:: TRECHO FORNECIDO

Gabriel Soares, a enciclopédia do século XVI, dedicou ao Espírito Santo um belo capítulo sobre as dificuldades de Vasco Fernandes Coutinho e de seu filho donatários da capitania, e escreveu que esta tinha logo ao princípio quatro engenhos, o gentio era quieto e a capitania ia avante, em termos de florescer bem, mas sua ida a Portugal e a governança de D. Jorge de Menezes travaram esse desenvolvimento inicial, pois tupiniquins e guaitacazes fizeram crua guerra, queimando-lhes os engenhos, e fazenda, e desde então a guerra impediu o seu desenvolvimento (Tratado Descriptivo do Brasil em 1587, 3a ed., vol. 117 da Brasiliana, 1938, p. 75-80).
Capixabas, como se apelidaram os seus habitantes, significa em tupi a lavoura, a roçada o que lembra os inícios prometedores.
Os anexos foram bem escolhidos com textos significativos da história daquela época, e sua bibliografia é excelente, sobretudo as fontes primárias, que somente as novas gerações de historiadores capixabas vêm consultando e valorizando suas pesquisas.
O Estado como a Universidade, e um grupo de jovens historiadores, desde Renato Pacheco a Gabriel Augusto de Mello Bittencourt, prometem fazer muito pela historiografia capixaba. Diga-se que este último apresentou em Franca, na primeira Semana de História em 1979, um "Levantamento das fontes primárias da História do Espírito Santo".

::::
:: DADOS BRUTOS

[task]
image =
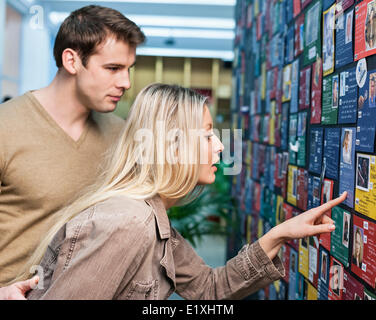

::::

TAREFA ESCRITA
Responda com base no trecho fornecido:
1. Quantos engenhos a capitania tinha logo ao princípio, segundo Gabriel Soares?
2. O que significa em tupi a palavra "capixabas"?
3. Em que cidade e em que ano Gabriel Augusto de Mello Bittencourt apresentou o "Levantamento das fontes primárias da História do Espírito Santo"?
Baseie-se somente no trecho fornecido.

SOLUÇÃO DA TAREFA
1. Quatro engenhos.
2. A lavoura, a roçada.
3. Em Franca, em 1979, na primeira Semana de História.